>>>

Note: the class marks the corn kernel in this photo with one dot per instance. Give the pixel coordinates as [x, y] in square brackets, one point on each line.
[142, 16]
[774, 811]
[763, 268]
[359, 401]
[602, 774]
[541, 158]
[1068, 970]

<<<

• _Try it_:
Using the exact wording, repeat all the entries.

• _The answer_:
Note: the class marks the corn kernel in this photo with one dot per instance. Give the pixel coordinates as [x, y] in square brackets, one point on each line.
[142, 16]
[774, 811]
[763, 268]
[359, 401]
[602, 774]
[541, 158]
[1068, 970]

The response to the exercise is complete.